--- WRITTEN REQUEST ---
From the text on the Libyan uprising, list every city it names as having declared its liberation.

--- TEXT ---
---*---

By Anjali Kamat and Ahmad Shokr, Economic and Political Weekly, March 19, 2011
A month into the Libyan revolution, it is easy to forget that what is now an armed rebellion led by a council seeking international recognition began – much like the protests in Tunisia, Egypt, and Yemen – as a peaceful and leaderless popular uprising. Its primary demands were – and to a large extent remain – almost identical to those articulated by demonstrators in other parts of north Africa and west Asia: freedom of expression, democracy, and the ousting of a dictator and his repressive security apparatus. These are fundamentally liberal demands, but when made in a quasi-fascist police state like that ruled by colonel Muammar Gaddafi for nearly 42 years, they acquire a much more radical hue.
The transformation from street protests to armed revolt happened quickly, certainly faster than anyone in Libya could have imagined. After just four days of demonstrations and violent clashes, the long neglected cities of eastern Libya shook off four decades of Gaddafi’s iron-fisted rule. One by one, Benghazi, Al-Bayda, Derna, and Tubruk, all declared their liberation. Almost immediately, protestors established city councils made up of prominent residents and organised popular committees of young men to direct traffic and guard against looting. Even as state-controlled media continued to describe them as treacherous elements implementing a wide range of foreign agendas (western, Egyptian, Tunisian, and Al Qaida), groups of people in Benghazi set up independent newspapers and a handful of former state radio employees took over the local airwaves, broadcasting news about the overnight rebellion and urging everyone to join what came to be known as the “17 February revolution”.

---*---

[A run of records]

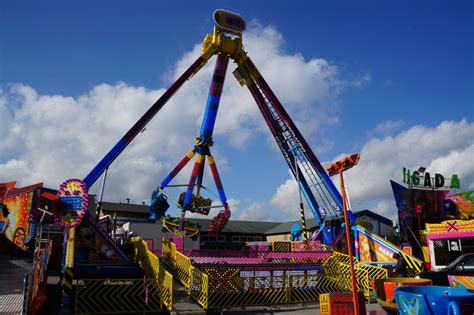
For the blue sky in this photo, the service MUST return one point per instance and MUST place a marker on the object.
(399, 72)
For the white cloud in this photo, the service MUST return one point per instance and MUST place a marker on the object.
(386, 128)
(446, 149)
(50, 138)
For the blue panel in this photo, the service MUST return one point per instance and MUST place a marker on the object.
(166, 181)
(90, 179)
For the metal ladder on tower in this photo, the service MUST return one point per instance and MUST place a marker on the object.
(287, 141)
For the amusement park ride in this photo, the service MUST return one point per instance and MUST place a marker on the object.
(70, 208)
(226, 42)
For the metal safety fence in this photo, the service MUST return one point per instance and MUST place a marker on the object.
(154, 272)
(337, 267)
(117, 296)
(222, 286)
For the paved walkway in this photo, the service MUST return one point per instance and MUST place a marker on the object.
(12, 273)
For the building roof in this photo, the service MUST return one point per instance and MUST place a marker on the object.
(125, 207)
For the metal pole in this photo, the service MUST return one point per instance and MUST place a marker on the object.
(303, 219)
(355, 296)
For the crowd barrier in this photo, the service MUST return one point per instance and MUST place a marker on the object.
(223, 286)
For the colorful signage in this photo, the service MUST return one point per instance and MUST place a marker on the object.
(15, 213)
(420, 178)
(371, 251)
(74, 202)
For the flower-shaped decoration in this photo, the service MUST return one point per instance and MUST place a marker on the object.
(74, 202)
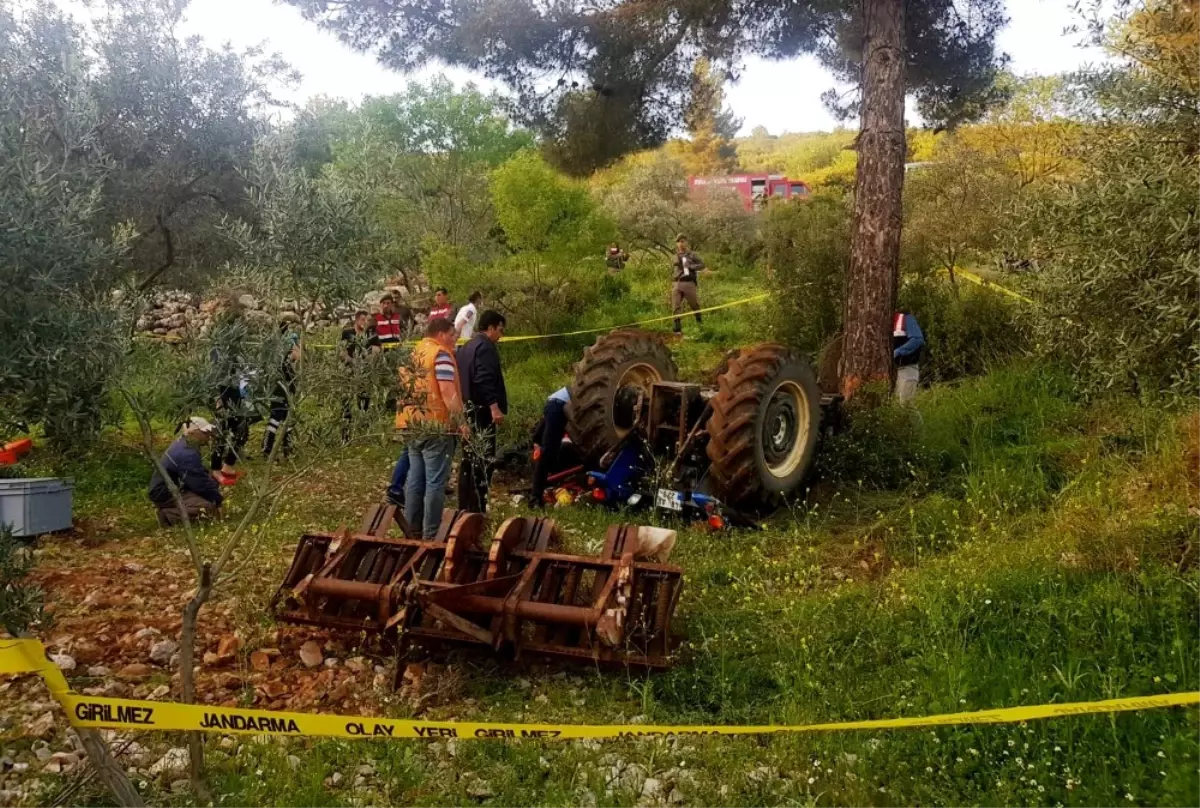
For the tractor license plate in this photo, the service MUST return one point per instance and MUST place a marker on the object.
(669, 500)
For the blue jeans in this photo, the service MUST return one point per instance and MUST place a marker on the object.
(400, 477)
(425, 492)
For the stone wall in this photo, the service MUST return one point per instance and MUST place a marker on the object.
(178, 316)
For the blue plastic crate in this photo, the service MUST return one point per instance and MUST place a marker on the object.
(35, 506)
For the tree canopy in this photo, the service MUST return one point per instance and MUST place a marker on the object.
(598, 79)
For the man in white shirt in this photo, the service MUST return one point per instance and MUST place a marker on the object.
(465, 322)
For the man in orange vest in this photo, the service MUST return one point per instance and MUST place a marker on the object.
(432, 416)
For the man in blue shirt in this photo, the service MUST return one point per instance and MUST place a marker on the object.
(907, 343)
(547, 441)
(185, 467)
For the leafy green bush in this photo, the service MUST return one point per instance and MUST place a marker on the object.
(60, 329)
(969, 330)
(21, 603)
(651, 203)
(1120, 275)
(555, 235)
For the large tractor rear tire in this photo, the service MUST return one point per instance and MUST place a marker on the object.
(765, 425)
(617, 360)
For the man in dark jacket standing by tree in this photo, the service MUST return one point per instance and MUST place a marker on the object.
(685, 285)
(486, 402)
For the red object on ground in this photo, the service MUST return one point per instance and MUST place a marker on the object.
(754, 189)
(15, 450)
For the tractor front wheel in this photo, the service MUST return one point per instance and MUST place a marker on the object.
(617, 360)
(765, 425)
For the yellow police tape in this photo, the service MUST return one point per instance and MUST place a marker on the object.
(989, 285)
(29, 657)
(526, 337)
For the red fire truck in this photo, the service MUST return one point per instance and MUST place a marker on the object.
(754, 189)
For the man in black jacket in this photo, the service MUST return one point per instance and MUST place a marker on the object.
(184, 465)
(487, 402)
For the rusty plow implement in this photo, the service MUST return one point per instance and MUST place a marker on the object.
(520, 594)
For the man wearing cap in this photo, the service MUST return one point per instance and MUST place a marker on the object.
(684, 281)
(389, 325)
(547, 442)
(185, 467)
(442, 306)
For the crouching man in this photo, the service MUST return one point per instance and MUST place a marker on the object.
(185, 467)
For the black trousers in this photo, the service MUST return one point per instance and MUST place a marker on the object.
(475, 468)
(364, 404)
(553, 430)
(280, 410)
(234, 430)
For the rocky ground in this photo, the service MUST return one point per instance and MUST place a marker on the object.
(175, 316)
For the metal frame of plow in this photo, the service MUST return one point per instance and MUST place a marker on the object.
(357, 581)
(532, 599)
(521, 596)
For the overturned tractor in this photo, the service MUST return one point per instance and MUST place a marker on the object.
(748, 442)
(517, 596)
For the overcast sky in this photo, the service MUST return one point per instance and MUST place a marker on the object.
(781, 96)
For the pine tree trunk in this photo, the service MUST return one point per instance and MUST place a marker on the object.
(879, 184)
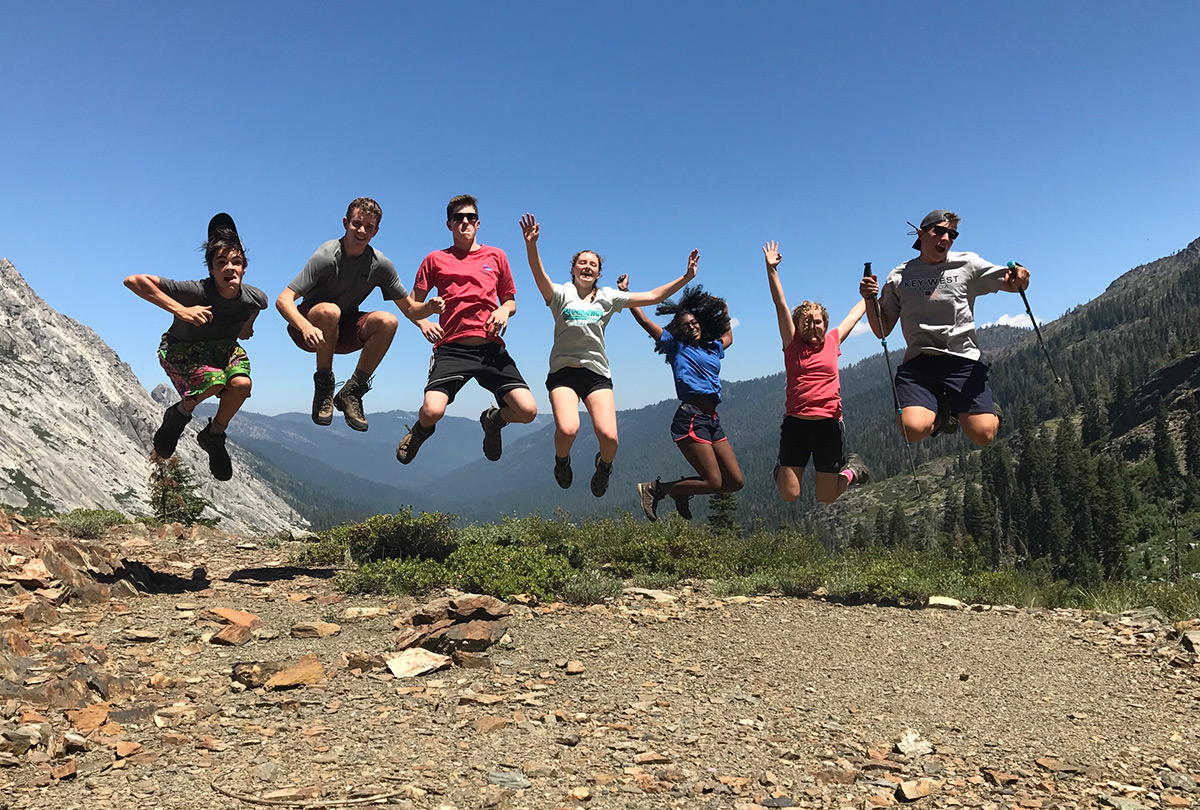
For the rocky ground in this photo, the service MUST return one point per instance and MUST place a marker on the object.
(119, 690)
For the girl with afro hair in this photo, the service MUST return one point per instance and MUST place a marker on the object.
(694, 343)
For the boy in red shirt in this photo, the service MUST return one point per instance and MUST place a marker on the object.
(477, 286)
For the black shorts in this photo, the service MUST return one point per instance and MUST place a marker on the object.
(963, 383)
(691, 423)
(822, 439)
(581, 381)
(489, 364)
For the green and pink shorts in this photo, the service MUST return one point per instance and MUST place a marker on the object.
(197, 366)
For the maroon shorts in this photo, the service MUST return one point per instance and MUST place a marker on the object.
(349, 331)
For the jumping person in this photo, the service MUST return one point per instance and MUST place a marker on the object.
(579, 364)
(941, 383)
(201, 352)
(813, 421)
(694, 343)
(477, 285)
(334, 283)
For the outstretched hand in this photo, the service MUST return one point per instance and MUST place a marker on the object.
(771, 250)
(529, 228)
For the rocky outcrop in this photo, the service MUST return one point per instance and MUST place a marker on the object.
(77, 425)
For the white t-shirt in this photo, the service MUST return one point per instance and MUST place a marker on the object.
(579, 327)
(935, 303)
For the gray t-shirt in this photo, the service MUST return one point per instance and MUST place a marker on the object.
(579, 327)
(935, 303)
(333, 277)
(228, 315)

---*---

--- RESULT OF THE TASK ---
Benghazi, Al-Bayda, Derna, Tubruk